Reproduce all of the records below line for line, leaving out the pictures.

# EXCERPTED DATA start

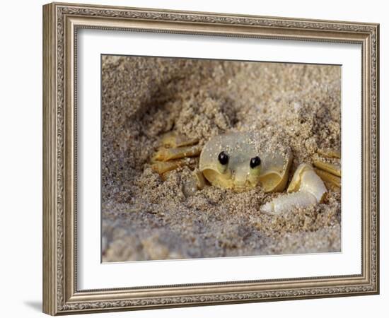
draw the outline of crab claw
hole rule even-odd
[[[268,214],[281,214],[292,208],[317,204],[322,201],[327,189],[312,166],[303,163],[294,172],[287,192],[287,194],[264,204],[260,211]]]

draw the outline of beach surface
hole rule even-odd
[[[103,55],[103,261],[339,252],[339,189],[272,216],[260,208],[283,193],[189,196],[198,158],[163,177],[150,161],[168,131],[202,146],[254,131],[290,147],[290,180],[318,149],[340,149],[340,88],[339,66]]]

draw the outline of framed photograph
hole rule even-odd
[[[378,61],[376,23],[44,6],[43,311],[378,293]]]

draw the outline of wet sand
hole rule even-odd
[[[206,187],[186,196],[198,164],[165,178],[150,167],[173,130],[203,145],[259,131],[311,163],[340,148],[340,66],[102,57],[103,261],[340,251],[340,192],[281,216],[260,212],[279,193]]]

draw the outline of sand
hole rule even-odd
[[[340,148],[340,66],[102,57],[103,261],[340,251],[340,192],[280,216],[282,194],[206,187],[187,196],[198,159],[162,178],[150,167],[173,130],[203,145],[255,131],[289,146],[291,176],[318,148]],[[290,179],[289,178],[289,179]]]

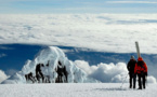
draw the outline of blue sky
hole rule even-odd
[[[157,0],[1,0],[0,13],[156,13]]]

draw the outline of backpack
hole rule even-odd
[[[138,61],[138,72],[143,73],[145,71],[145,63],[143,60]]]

# EXCERPTED DATA end

▶ [RESPONSE TO THE EXERCISE]
draw the outline of crab claw
hole rule even-odd
[[[268,214],[281,214],[292,208],[317,204],[322,201],[327,189],[312,166],[303,163],[294,172],[287,192],[287,194],[264,204],[260,211]]]

draw the outline of beach surface
hole rule even-odd
[[[103,55],[103,261],[339,252],[339,189],[272,216],[260,208],[283,193],[189,196],[198,158],[163,177],[150,161],[168,131],[202,146],[254,131],[290,147],[290,180],[318,149],[340,149],[340,88],[339,66]]]

draw the outline of framed photograph
hole rule even-odd
[[[378,61],[376,23],[44,6],[43,311],[378,293]]]

draw the outline of wet sand
hole rule even-odd
[[[206,187],[186,196],[198,164],[165,178],[150,167],[173,130],[203,145],[259,131],[311,163],[340,148],[340,66],[102,57],[103,261],[340,251],[340,192],[281,216],[260,212],[279,193]]]

draw the outline of sand
hole rule even-odd
[[[340,148],[340,66],[102,57],[103,261],[340,251],[340,192],[280,216],[282,194],[206,187],[187,196],[198,159],[162,178],[150,167],[173,130],[203,145],[255,131],[289,146],[291,176],[318,148]],[[290,179],[289,178],[289,179]]]

draw the outline of blue sky
hole rule even-odd
[[[157,0],[1,0],[0,13],[156,13]]]

draw the outline of backpack
hole rule even-odd
[[[138,61],[138,72],[143,73],[145,71],[145,63],[143,60]]]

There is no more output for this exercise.